▶ [Data records]
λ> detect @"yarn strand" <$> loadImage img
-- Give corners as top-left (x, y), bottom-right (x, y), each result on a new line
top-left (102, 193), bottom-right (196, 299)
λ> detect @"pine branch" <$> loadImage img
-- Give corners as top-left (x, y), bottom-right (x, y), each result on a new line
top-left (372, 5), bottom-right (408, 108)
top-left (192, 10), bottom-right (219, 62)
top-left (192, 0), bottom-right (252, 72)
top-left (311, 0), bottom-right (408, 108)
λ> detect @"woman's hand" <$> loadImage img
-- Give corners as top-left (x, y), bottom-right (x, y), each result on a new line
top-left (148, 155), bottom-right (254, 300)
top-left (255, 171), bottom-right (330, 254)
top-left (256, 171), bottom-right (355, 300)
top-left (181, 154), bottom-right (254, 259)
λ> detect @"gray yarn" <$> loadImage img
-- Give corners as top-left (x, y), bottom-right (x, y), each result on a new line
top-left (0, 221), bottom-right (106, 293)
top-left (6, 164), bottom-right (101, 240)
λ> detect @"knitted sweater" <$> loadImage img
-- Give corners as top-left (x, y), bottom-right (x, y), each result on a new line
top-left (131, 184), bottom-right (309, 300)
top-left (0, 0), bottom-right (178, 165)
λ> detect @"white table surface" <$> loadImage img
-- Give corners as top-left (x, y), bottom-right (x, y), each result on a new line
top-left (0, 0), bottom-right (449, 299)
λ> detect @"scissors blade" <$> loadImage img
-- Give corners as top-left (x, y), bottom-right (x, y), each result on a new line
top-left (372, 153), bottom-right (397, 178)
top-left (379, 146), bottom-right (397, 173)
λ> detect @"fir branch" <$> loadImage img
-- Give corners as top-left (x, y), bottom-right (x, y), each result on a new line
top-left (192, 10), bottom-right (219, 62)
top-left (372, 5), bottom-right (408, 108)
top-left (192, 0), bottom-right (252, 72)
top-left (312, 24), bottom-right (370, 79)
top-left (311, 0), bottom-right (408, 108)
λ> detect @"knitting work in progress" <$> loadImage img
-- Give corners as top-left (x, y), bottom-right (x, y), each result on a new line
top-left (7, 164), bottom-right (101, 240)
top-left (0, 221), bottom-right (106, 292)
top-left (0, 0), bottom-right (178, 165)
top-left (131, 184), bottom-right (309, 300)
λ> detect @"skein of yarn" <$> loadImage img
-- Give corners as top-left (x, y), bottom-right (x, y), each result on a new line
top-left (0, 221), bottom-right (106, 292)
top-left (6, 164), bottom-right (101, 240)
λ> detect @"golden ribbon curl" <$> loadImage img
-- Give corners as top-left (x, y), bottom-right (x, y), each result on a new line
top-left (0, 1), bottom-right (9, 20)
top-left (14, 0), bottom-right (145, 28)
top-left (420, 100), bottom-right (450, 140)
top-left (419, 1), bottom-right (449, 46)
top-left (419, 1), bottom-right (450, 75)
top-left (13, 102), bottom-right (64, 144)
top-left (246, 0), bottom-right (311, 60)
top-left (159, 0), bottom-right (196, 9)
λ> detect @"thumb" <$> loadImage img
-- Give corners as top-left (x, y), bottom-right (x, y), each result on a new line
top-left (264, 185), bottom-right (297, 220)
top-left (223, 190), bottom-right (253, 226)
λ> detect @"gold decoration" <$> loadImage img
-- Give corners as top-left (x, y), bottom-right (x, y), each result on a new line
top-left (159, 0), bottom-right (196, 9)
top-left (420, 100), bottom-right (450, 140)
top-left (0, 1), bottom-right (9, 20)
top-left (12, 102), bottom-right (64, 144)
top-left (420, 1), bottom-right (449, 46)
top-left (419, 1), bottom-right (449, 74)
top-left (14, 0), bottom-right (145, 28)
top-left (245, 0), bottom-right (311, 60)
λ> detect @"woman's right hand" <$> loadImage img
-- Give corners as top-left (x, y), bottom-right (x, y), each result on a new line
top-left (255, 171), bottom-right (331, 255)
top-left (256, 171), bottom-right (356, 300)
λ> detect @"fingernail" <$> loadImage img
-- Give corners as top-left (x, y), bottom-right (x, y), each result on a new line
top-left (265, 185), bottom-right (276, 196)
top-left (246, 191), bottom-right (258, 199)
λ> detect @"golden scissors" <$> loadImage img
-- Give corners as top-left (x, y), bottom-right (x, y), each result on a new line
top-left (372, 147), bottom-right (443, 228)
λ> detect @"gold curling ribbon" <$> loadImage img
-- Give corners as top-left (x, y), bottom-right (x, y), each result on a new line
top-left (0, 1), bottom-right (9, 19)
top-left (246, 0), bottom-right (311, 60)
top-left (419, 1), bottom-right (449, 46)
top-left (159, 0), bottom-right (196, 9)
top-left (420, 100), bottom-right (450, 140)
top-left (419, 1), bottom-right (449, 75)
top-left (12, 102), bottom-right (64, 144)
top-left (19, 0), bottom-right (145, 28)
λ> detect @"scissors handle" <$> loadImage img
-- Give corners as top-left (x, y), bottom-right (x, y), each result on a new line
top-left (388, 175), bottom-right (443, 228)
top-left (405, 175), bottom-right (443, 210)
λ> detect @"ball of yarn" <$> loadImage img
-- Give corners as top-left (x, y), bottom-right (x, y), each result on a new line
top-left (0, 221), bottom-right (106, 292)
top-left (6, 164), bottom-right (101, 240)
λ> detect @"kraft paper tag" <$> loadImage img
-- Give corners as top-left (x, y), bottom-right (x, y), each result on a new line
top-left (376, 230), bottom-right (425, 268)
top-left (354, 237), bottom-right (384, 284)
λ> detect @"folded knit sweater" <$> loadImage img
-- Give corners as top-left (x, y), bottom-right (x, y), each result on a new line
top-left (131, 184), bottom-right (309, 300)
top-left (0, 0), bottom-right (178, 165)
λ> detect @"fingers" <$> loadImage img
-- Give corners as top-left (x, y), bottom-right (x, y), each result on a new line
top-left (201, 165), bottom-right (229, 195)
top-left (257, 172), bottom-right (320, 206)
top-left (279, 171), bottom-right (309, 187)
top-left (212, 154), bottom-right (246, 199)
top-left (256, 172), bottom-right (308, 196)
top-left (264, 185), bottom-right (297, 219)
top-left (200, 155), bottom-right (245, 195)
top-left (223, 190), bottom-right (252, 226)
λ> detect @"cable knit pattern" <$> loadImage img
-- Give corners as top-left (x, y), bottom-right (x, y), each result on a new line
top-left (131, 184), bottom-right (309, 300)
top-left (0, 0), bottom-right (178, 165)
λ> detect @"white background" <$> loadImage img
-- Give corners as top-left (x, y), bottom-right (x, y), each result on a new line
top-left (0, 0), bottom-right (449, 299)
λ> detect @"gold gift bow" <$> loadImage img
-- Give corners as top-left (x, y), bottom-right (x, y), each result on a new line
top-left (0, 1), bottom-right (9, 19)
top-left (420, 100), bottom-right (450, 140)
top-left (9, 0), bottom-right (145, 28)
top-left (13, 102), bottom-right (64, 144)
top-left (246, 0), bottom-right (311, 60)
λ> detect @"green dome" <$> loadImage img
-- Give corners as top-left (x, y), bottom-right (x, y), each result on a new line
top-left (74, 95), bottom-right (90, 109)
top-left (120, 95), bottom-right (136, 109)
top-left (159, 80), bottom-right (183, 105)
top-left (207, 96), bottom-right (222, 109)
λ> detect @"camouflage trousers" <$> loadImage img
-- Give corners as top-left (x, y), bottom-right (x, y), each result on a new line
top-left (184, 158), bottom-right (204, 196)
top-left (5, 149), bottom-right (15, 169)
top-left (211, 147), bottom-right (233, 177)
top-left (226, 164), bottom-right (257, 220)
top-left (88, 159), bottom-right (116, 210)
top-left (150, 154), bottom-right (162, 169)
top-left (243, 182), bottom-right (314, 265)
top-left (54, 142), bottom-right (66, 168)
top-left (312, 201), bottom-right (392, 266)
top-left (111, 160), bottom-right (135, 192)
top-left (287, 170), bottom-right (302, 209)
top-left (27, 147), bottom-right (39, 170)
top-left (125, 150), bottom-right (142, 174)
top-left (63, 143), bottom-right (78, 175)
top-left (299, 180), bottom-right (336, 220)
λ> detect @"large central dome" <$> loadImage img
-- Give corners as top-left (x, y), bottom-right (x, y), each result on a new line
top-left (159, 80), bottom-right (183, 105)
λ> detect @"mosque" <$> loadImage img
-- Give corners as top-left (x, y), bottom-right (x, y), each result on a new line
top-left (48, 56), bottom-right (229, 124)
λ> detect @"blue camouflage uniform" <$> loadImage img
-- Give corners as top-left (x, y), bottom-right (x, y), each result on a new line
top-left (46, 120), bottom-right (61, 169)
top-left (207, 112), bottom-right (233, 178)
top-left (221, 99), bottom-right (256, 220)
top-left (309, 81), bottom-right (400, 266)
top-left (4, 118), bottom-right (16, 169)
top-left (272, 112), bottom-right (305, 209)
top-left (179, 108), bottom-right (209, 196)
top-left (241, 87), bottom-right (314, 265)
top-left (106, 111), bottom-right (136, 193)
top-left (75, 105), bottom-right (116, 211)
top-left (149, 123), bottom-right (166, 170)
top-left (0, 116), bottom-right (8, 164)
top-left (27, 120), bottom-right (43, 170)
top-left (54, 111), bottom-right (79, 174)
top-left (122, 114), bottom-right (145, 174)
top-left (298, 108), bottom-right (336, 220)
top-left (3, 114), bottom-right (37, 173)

▶ [What is being asked] Whenever the string "scissors" turns up in a line of the data, copy that line.

▶ [Answer section]
λ> detect @"scissors blade" <$> loadImage img
λ> detect @"golden scissors" <$> loadImage img
λ> detect @"scissors handle" <$> loadImage img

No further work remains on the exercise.